::: RECORD LIST :::

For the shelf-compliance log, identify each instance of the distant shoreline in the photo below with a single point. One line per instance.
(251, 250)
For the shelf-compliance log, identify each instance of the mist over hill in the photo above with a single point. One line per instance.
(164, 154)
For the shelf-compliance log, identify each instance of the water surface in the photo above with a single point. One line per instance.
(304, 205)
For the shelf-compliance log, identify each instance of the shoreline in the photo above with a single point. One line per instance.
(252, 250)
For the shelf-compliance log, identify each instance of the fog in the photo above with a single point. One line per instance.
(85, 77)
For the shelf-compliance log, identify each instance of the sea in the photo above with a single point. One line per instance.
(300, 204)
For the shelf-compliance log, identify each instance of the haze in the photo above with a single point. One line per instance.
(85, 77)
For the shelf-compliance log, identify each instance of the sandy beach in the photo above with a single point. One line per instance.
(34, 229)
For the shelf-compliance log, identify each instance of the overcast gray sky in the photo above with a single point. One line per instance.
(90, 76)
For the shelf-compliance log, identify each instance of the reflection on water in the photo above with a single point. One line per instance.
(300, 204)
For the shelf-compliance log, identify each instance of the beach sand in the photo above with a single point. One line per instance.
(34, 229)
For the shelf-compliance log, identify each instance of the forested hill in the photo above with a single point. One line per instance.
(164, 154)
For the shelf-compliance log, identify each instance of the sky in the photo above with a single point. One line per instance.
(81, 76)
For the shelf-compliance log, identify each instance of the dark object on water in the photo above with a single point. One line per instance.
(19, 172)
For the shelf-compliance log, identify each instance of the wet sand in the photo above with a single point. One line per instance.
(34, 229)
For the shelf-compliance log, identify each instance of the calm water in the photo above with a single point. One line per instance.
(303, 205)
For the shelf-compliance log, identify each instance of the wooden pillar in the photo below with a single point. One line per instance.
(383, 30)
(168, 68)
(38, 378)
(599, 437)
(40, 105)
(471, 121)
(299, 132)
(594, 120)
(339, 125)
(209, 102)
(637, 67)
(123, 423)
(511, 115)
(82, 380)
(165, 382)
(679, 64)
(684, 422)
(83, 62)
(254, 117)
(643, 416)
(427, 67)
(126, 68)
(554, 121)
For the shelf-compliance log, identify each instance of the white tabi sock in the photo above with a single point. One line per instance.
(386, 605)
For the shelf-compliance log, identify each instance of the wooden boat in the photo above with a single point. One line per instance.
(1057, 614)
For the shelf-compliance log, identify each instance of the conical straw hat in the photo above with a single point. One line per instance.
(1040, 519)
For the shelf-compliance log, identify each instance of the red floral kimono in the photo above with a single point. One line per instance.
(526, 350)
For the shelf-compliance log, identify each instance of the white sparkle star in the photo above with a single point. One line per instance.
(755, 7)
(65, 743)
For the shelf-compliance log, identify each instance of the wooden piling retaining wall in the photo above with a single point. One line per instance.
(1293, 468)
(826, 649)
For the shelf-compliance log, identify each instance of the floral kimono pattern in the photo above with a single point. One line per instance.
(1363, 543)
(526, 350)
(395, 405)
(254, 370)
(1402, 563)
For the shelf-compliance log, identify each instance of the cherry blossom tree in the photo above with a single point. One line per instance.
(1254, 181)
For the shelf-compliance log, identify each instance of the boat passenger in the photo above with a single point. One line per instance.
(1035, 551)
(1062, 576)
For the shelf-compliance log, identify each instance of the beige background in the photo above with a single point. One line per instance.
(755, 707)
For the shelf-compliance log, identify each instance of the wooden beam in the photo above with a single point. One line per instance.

:::

◆ TASK TO COMPLETE: Write out the entries as a numbered list, starting at the line that contains "For the shelf-compliance log, identify each instance of the dark" and ending at the line that contains "(1040, 519)", with both of those lines included and any blank lines left out.

◆ ANSWER FOR THE TASK:
1. For the shelf-compliance log, identify each instance of the dark object on water in the photo above with a single point. One line per instance.
2. (19, 172)
3. For the shelf-compliance log, identify each instance of the wet sand in the photo above with a single point. One line per instance.
4. (34, 229)
5. For the shelf-compliance log, identify each instance of the calm water in the photo above with a single point. One line per instance.
6. (303, 205)
7. For the shelf-compliance log, identify each instance of the wooden pillar in the photo below with a single point. One line per instance.
8. (383, 30)
9. (168, 68)
10. (38, 378)
11. (599, 437)
12. (40, 105)
13. (471, 121)
14. (299, 132)
15. (594, 120)
16. (339, 125)
17. (209, 102)
18. (637, 67)
19. (123, 423)
20. (511, 115)
21. (82, 380)
22. (165, 382)
23. (679, 64)
24. (684, 422)
25. (83, 62)
26. (254, 117)
27. (643, 416)
28. (427, 67)
29. (126, 68)
30. (554, 121)
31. For the shelf-compliance log, identify each instance of the white tabi sock in the photo above with a single point. One line per instance.
32. (386, 605)
33. For the shelf-compliance log, identify each instance of the wooden boat in the photo above with a single point. One line per instance.
34. (1057, 614)
35. For the shelf-compliance log, identify each instance of the conical straw hat in the photo above with a single point. One line per instance.
36. (1040, 519)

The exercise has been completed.